▶ **To do**
Could you copy out every line of the records below, word for word, and leave the pictures out?

▶ **Raw data**

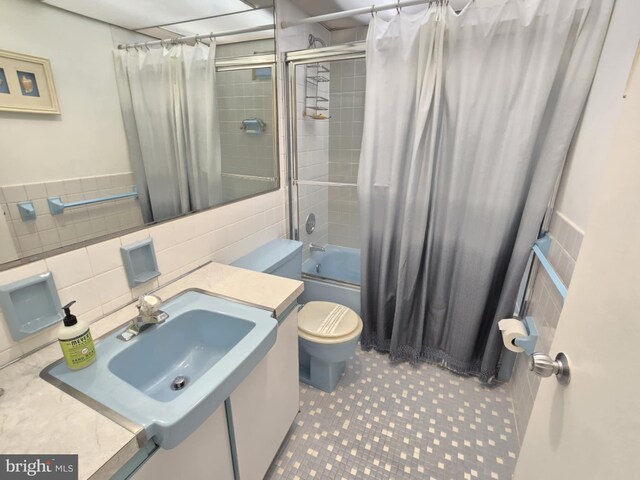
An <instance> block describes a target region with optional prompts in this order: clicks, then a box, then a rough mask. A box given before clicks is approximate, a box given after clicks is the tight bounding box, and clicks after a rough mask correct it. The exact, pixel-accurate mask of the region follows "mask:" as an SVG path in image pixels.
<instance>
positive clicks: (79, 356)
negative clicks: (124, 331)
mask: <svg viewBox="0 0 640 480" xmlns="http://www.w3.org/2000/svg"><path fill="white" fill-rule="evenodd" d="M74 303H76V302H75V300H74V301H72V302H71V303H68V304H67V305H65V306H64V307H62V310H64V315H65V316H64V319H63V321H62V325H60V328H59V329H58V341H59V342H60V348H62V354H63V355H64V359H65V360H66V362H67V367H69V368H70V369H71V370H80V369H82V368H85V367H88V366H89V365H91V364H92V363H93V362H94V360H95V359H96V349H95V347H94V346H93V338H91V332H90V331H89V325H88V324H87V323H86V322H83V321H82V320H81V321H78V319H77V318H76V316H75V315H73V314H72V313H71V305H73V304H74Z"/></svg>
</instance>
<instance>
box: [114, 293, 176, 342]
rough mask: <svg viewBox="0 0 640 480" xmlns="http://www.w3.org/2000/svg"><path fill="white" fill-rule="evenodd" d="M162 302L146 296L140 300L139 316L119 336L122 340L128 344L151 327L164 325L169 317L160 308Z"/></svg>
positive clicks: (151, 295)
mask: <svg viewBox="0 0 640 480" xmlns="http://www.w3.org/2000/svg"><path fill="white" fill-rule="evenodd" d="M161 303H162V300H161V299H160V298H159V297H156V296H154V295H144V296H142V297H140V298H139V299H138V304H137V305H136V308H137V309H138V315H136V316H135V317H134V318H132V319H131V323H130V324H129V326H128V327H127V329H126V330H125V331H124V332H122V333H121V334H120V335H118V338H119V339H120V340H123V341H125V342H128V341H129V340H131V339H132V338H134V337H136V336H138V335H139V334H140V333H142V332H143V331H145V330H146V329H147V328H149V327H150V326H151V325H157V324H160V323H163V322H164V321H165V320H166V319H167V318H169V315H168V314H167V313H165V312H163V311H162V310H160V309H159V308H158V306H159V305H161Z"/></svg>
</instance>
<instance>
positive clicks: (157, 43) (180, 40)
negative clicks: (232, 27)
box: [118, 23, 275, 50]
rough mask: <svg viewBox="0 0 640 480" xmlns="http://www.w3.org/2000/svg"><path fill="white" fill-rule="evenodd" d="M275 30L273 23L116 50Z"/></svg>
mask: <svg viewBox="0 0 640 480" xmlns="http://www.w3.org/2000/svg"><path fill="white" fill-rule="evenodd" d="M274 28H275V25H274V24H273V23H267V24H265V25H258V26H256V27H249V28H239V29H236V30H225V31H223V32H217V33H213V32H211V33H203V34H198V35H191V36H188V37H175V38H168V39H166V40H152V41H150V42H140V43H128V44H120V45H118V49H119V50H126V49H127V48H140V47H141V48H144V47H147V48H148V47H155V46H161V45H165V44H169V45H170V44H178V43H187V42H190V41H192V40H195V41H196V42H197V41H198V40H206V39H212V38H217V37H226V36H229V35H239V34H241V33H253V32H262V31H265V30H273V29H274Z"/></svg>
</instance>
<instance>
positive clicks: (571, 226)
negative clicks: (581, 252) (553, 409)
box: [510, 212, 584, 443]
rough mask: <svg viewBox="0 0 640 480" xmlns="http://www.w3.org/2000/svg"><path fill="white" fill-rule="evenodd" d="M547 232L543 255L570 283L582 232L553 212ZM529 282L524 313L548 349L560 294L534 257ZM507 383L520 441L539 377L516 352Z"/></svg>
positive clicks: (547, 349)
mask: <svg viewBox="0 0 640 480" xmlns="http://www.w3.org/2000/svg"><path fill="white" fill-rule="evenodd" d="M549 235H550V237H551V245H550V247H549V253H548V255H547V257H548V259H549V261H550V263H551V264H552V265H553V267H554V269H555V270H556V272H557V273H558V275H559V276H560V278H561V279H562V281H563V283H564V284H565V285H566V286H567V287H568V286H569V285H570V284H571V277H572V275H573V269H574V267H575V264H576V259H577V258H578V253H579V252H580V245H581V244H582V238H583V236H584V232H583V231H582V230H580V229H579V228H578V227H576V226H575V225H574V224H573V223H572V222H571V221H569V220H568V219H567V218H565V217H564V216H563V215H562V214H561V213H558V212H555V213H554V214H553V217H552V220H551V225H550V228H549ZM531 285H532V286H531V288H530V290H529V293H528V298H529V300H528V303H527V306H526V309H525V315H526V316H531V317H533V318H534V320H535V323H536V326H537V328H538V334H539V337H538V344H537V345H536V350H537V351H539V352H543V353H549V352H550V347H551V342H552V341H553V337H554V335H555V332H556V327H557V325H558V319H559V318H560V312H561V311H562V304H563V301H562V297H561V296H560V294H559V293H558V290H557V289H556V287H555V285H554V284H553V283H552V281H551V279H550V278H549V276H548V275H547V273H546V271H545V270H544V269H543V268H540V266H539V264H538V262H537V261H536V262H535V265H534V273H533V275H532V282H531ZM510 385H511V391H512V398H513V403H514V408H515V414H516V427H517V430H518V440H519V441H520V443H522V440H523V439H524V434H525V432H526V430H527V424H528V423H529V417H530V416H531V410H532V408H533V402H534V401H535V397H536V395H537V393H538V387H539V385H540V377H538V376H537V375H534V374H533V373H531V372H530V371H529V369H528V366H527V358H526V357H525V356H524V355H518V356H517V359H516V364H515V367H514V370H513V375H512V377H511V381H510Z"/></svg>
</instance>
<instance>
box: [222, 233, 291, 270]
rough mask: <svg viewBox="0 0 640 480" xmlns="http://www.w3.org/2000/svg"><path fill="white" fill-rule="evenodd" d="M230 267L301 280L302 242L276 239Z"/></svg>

▶ **Written solution**
An <instance> block describes a target region with optional prompts in this order: clicks, then a box, then a rough mask. A box given before clicks is approximate, a box given after clicks is the tight bounding box, and clicks after a rough mask correct it. The exact, pixel-accurate mask of the region follows "mask:" as an SVG path in image pixels.
<instance>
positive clicks: (79, 356)
negative clicks: (124, 331)
mask: <svg viewBox="0 0 640 480" xmlns="http://www.w3.org/2000/svg"><path fill="white" fill-rule="evenodd" d="M74 303H76V302H75V300H74V301H72V302H71V303H68V304H67V305H65V306H64V307H62V310H64V315H65V316H64V319H63V321H62V325H60V328H59V329H58V341H59V342H60V348H62V354H63V355H64V359H65V360H66V362H67V367H69V368H70V369H71V370H80V369H82V368H85V367H88V366H89V365H91V364H92V363H93V362H94V360H95V359H96V349H95V347H94V346H93V338H91V332H90V331H89V325H88V324H87V323H86V322H83V321H82V320H81V321H78V319H77V318H76V316H75V315H73V314H72V313H71V305H73V304H74Z"/></svg>
</instance>
<instance>
box: [114, 293, 176, 342]
rough mask: <svg viewBox="0 0 640 480" xmlns="http://www.w3.org/2000/svg"><path fill="white" fill-rule="evenodd" d="M162 302L146 296L140 300L139 316L119 336L122 340L128 344L151 327L164 325L169 317L160 308Z"/></svg>
positive clicks: (151, 295)
mask: <svg viewBox="0 0 640 480" xmlns="http://www.w3.org/2000/svg"><path fill="white" fill-rule="evenodd" d="M161 303H162V300H161V299H160V298H159V297H156V296H154V295H144V296H142V297H140V298H139V299H138V304H137V305H136V308H137V309H138V315H136V316H135V317H134V318H132V319H131V323H130V324H129V326H128V327H127V329H126V330H125V331H124V332H122V333H121V334H120V335H118V338H119V339H120V340H123V341H125V342H128V341H129V340H131V339H132V338H134V337H136V336H138V335H139V334H140V333H142V332H143V331H145V330H146V329H147V328H149V327H150V326H151V325H157V324H160V323H163V322H164V321H165V320H166V319H167V318H169V315H168V314H167V313H165V312H163V311H162V310H160V309H159V308H158V306H159V305H161Z"/></svg>
</instance>
<instance>
positive clicks: (157, 43) (180, 40)
negative clicks: (232, 27)
box: [118, 23, 275, 50]
rough mask: <svg viewBox="0 0 640 480" xmlns="http://www.w3.org/2000/svg"><path fill="white" fill-rule="evenodd" d="M275 30L273 23L116 50Z"/></svg>
mask: <svg viewBox="0 0 640 480" xmlns="http://www.w3.org/2000/svg"><path fill="white" fill-rule="evenodd" d="M274 28H275V25H274V24H273V23H267V24H265V25H258V26H256V27H249V28H239V29H236V30H225V31H223V32H217V33H213V32H211V33H203V34H198V35H191V36H188V37H175V38H168V39H166V40H152V41H150V42H140V43H128V44H120V45H118V49H119V50H126V49H127V48H140V47H141V48H144V47H147V48H148V47H155V46H161V45H165V44H169V45H170V44H178V43H187V42H190V41H192V40H195V41H196V42H197V41H198V40H206V39H212V38H217V37H226V36H229V35H239V34H241V33H253V32H262V31H265V30H273V29H274Z"/></svg>
</instance>
<instance>
positive clicks: (571, 226)
negative clicks: (581, 252) (553, 409)
box: [510, 212, 584, 443]
rough mask: <svg viewBox="0 0 640 480" xmlns="http://www.w3.org/2000/svg"><path fill="white" fill-rule="evenodd" d="M547 232L543 255L570 283L582 232L553 212ZM529 282L524 313L548 349L560 294L534 257ZM507 383L520 441L539 377L516 352Z"/></svg>
positive clicks: (547, 349)
mask: <svg viewBox="0 0 640 480" xmlns="http://www.w3.org/2000/svg"><path fill="white" fill-rule="evenodd" d="M549 235H550V237H551V245H550V247H549V253H548V255H547V257H548V259H549V261H550V263H551V264H552V265H553V267H554V269H555V270H556V272H557V273H558V275H559V276H560V278H561V279H562V281H563V283H564V284H565V285H566V286H567V287H568V286H569V285H570V284H571V277H572V275H573V269H574V267H575V264H576V259H577V258H578V253H579V252H580V245H581V244H582V238H583V236H584V232H583V231H582V230H580V229H579V228H578V227H576V226H575V225H574V224H573V223H572V222H571V221H569V220H568V219H567V218H565V217H564V216H563V215H562V214H561V213H558V212H555V213H554V214H553V217H552V220H551V225H550V228H549ZM531 285H532V286H531V288H530V290H529V293H528V298H529V300H528V303H527V306H526V309H525V315H526V316H531V317H533V318H534V320H535V323H536V326H537V328H538V334H539V337H538V344H537V345H536V350H537V351H539V352H543V353H549V352H550V347H551V342H552V341H553V337H554V335H555V332H556V327H557V325H558V319H559V318H560V312H561V311H562V304H563V301H562V297H561V296H560V294H559V293H558V290H557V289H556V287H555V285H554V284H553V283H552V281H551V279H550V278H549V276H548V275H547V273H546V271H545V270H544V269H543V268H540V266H539V264H538V262H537V261H536V262H535V265H534V273H533V275H532V282H531ZM510 385H511V391H512V398H513V403H514V408H515V414H516V427H517V430H518V440H519V441H520V443H522V440H523V439H524V434H525V432H526V430H527V424H528V423H529V417H530V416H531V410H532V408H533V402H534V401H535V397H536V395H537V393H538V387H539V385H540V377H538V376H537V375H534V374H533V373H531V372H530V371H529V369H528V366H527V358H526V357H525V356H524V355H518V356H517V359H516V364H515V367H514V370H513V375H512V377H511V381H510Z"/></svg>
</instance>
<instance>
box: [222, 233, 291, 270]
rough mask: <svg viewBox="0 0 640 480" xmlns="http://www.w3.org/2000/svg"><path fill="white" fill-rule="evenodd" d="M230 267L301 280L302 242L276 239Z"/></svg>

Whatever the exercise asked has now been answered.